- _Extrait_
((

LI : Vous avez réussi à faire de Ouagadougou une destination à cause de cet événement aussi, aujourd’hui des gens trouvent que c’est quand-même une musique propre à une certaine élite,qu’en dites-vous?

AD : c’est totalement faux, cet objectif on l’a réussi complètement.Regardez le documentaire qui a été fait pour les 20 ans, où les gens se sont permis de montrer des photos, au début c’était effectivement ça. Aujourd’hui quand il y’a jazz à Ouaga, le public est très diversifié. Avant vous avez 80% d’expatriés et 20% des burkinabè, aujourd’hui c’est le contraire. On a réussi à renverser cette tendance-là. Et ça,on l’a fait dans une certaine intelligence dans la programmation pour que chacun trouve son compte, dans une certaine ouverture vers la fusion, vers la world music pour attirer et les gens restent. On a su mêler tout ça à travers les concours jazz performance qu’on organise à travers les tournées qu’on fait dans les régions, les formations et tout.

LI : Le Coronavirus qui vous a fait reporter cet événement a eu raison de Manu Dibongo qui est une icône d’ailleurs, comment vous trouver la perte de cet homme ?

))

(Données recueillies)
((

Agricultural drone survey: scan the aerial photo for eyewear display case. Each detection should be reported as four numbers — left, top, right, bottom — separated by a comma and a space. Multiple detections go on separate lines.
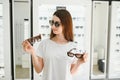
33, 1, 91, 80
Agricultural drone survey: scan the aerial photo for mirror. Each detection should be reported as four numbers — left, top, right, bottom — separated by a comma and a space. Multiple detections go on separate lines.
91, 1, 109, 79
0, 0, 5, 80
13, 0, 31, 80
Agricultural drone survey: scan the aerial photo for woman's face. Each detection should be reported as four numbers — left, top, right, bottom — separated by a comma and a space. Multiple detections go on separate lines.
50, 15, 63, 35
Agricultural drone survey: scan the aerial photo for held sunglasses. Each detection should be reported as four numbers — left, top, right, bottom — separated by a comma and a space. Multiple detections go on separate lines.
49, 20, 61, 28
67, 48, 84, 59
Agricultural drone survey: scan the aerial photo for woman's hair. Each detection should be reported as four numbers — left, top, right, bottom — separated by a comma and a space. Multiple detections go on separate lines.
50, 9, 73, 41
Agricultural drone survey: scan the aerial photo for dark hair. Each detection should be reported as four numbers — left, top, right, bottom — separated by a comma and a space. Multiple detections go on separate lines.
50, 9, 73, 41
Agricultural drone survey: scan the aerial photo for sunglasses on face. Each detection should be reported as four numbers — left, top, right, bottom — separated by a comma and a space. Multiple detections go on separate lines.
49, 20, 60, 27
67, 48, 83, 59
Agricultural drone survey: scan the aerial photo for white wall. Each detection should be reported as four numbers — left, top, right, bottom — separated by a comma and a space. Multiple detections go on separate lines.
13, 1, 30, 65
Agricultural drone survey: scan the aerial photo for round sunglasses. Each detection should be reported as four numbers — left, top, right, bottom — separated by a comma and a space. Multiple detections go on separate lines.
67, 48, 84, 59
49, 20, 61, 27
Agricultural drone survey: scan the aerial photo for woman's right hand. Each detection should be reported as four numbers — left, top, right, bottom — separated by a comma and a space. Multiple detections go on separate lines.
22, 40, 35, 54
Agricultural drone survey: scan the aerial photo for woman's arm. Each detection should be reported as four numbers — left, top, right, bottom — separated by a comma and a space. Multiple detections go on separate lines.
70, 53, 87, 75
22, 41, 44, 73
32, 51, 44, 73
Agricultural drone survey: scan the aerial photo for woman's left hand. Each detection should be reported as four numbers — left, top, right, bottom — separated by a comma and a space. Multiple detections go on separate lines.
78, 53, 88, 64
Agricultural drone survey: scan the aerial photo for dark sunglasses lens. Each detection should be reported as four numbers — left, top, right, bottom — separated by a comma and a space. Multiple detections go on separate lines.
55, 22, 60, 27
49, 20, 60, 27
67, 52, 74, 57
75, 54, 83, 58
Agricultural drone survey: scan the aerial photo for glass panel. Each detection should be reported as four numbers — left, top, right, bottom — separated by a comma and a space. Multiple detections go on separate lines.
0, 0, 5, 80
108, 1, 120, 80
13, 1, 31, 80
91, 1, 109, 79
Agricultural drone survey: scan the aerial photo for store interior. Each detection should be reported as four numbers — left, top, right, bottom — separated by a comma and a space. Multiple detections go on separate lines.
0, 0, 120, 80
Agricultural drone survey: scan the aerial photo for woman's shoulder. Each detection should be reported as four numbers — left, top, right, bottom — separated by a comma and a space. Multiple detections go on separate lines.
40, 38, 50, 44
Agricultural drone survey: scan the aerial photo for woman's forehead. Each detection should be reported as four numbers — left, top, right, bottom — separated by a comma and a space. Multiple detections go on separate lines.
52, 15, 60, 22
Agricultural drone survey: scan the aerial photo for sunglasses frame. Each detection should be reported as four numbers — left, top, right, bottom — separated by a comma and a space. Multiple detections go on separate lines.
67, 48, 84, 59
49, 20, 61, 28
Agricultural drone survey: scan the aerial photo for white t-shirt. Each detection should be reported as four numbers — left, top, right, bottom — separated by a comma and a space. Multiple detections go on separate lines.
37, 39, 76, 80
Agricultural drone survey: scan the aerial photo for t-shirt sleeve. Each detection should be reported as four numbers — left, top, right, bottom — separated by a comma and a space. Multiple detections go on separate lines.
36, 41, 44, 58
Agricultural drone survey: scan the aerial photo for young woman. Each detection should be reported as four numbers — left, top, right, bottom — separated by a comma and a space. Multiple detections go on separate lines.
22, 10, 87, 80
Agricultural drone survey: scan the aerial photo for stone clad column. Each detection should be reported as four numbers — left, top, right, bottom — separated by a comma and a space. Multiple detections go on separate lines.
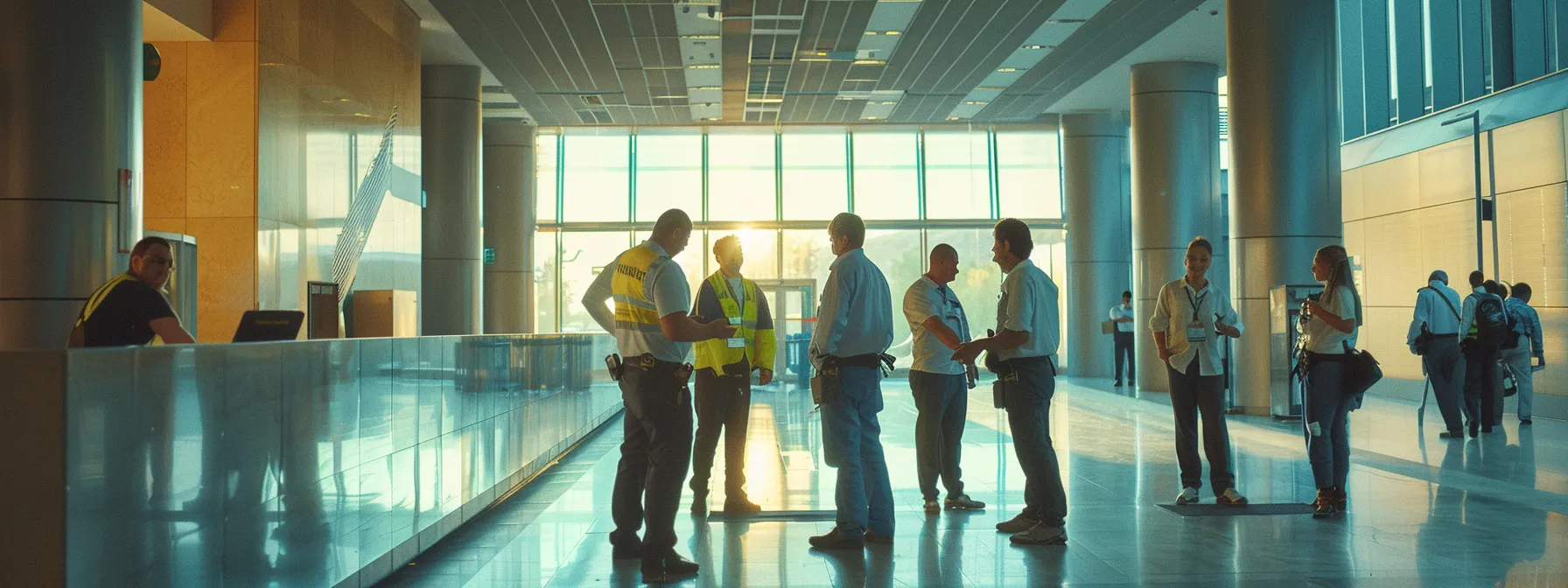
0, 0, 143, 348
1061, 113, 1144, 378
418, 66, 485, 335
1226, 0, 1341, 414
485, 119, 538, 334
1130, 61, 1228, 390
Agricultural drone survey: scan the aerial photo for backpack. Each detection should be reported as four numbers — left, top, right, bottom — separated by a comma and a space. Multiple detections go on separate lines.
1475, 295, 1518, 350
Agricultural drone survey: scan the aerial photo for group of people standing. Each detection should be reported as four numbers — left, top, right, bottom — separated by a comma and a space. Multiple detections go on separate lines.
1406, 270, 1546, 439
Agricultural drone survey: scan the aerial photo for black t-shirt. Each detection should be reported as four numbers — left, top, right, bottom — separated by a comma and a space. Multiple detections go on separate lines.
79, 275, 174, 346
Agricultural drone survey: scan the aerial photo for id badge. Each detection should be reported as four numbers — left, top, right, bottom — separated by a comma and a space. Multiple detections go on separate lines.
1187, 323, 1209, 343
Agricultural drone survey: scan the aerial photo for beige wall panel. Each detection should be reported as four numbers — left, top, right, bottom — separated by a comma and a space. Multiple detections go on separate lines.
1481, 111, 1564, 194
1339, 168, 1366, 221
186, 218, 257, 343
1356, 304, 1425, 380
1416, 138, 1487, 207
141, 42, 190, 218
185, 42, 257, 218
1361, 154, 1421, 218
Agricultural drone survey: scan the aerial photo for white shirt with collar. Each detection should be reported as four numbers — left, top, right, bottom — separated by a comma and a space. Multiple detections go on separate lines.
996, 259, 1061, 360
903, 276, 969, 374
1150, 276, 1245, 376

))

- _Consigne_
Recopiez sans rien modifier le passage de l'entretien sur Jazz à Ouaga qui commence par « LI : Vous avez » et se poursuit jusqu'à « certaine élite,qu’en dites-vous? ». Fondez-vous uniquement sur l'entretien pour répondre.

- _Réponse attendue_
LI : Vous avez réussi à faire de Ouagadougou une destination à cause de cet événement aussi, aujourd’hui des gens trouvent que c’est quand-même une musique propre à une certaine élite,qu’en dites-vous?